Trecho citado:
◇ ◇ ◇ ◇ ◇ ◇ ◇

Essa capacidade que Paulo André demonstrou de cativar o público faz do atleta um dos favoritos ao prêmio do BBB 22. O vencedor do reality show embolsará a bolada de R$ 1,5 milhão, além de um carro 0 km. O segundo colocado ganhará R$ 150 mil e contrato de um ano com a Globo. Já quem ficar em terceiro na final leva R$ 50 mil para casa.
“As pessoas viram o Paulo André como uma boa pessoa. Por consequência, tendem a vê-lo como atleta de uma maneira positiva. No BBB, ele se manteve treinando. Não como deveria, mas teve a preocupação em fazer exercícios. O Paulo André criou uma conexão com o público via Big Brother que, apesar de ser nosso principal velocista, não conseguiria conquistar como atleta”, analisou Fernando Fleury, CEO da Armatore Market+Science, agência de inovação focada em esporte.
Independentemente do fato de ganhar ou não o prêmio do BBB 22, o corredor já terá motivos a comemorar com a popularidade que conquistou. Ele já é o competidor do atletismo olímpico em atividade com mais fãs no Instagram. O brasileiro superou Neeraj Chopra, campeão do lançamento de dardo nos Jogos de Tóquio e primeiro atleta da Índia a ganhar o ouro olímpico no atletismo. Atualmente, o indiano conta com 5,7 milhões de seguidores.
O brasileiro está à frente até mesmo de nomes de alcance global, como a americana Simone Biles, destaque da ginástica artística, que soma 6,9 milhões. No atletismo, o brasileiro só é superado por dois ex-atletas: Caitlyn Jenner, com 12,9 milhões, e Usain Bolt, que tem 11,3 milhões de fãs. O americano Michael Phelps, multicampeão da natação, por exemplo, fica bem atrás de Paulo André, com 3,4 milhões.

◇ ◇ ◇ ◇ ◇ ◇ ◇

Material fornecido:
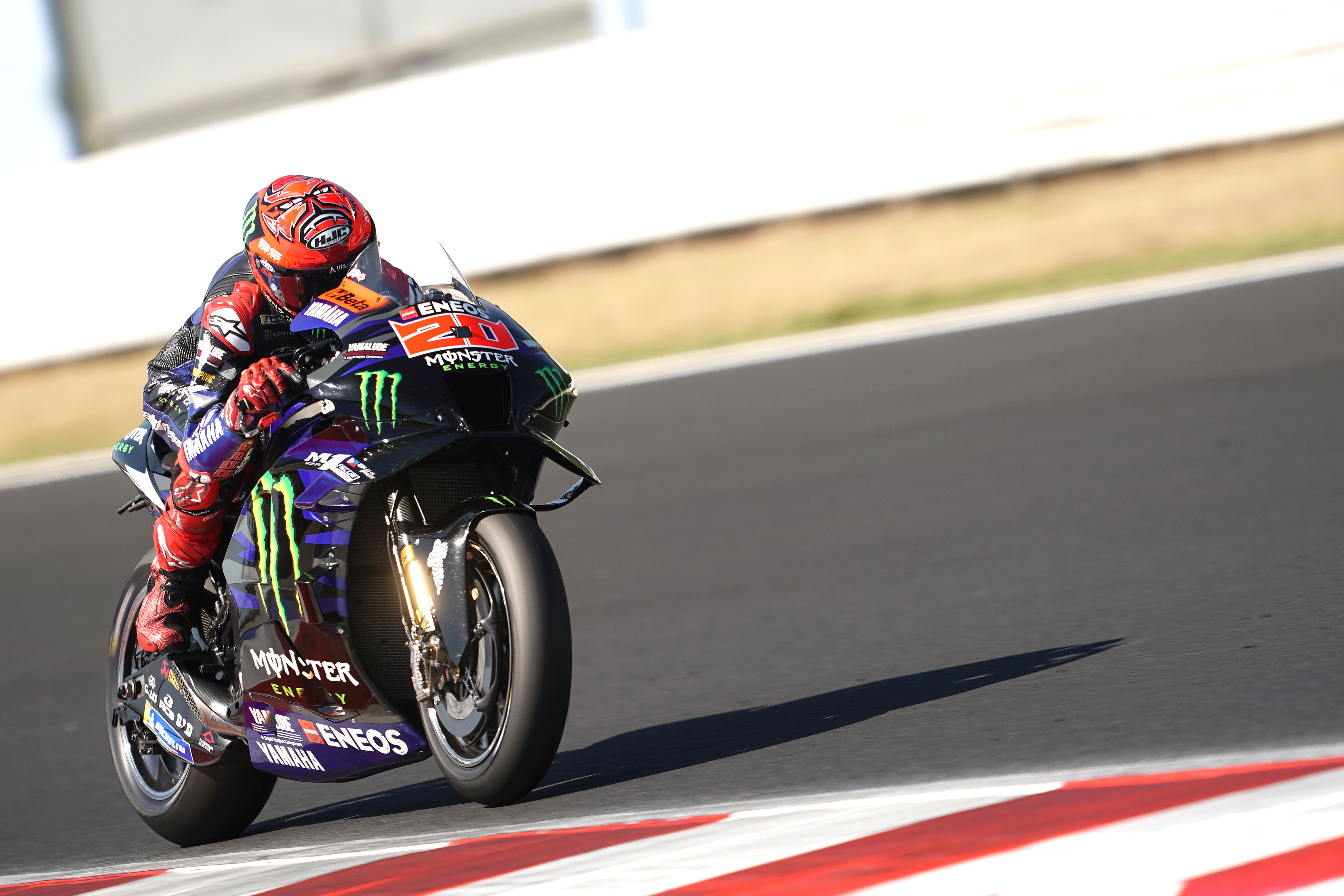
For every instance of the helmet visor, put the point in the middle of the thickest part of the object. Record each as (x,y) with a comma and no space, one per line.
(298,288)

◇ ◇ ◇ ◇ ◇ ◇ ◇

Tarefa proposta: Transcreva fielmente, do texto sobre Paulo André, o segmento de "Independentemente do fato" até "com 3,4 milhões.".

Resposta abaixo:
Independentemente do fato de ganhar ou não o prêmio do BBB 22, o corredor já terá motivos a comemorar com a popularidade que conquistou. Ele já é o competidor do atletismo olímpico em atividade com mais fãs no Instagram. O brasileiro superou Neeraj Chopra, campeão do lançamento de dardo nos Jogos de Tóquio e primeiro atleta da Índia a ganhar o ouro olímpico no atletismo. Atualmente, o indiano conta com 5,7 milhões de seguidores.
O brasileiro está à frente até mesmo de nomes de alcance global, como a americana Simone Biles, destaque da ginástica artística, que soma 6,9 milhões. No atletismo, o brasileiro só é superado por dois ex-atletas: Caitlyn Jenner, com 12,9 milhões, e Usain Bolt, que tem 11,3 milhões de fãs. O americano Michael Phelps, multicampeão da natação, por exemplo, fica bem atrás de Paulo André, com 3,4 milhões.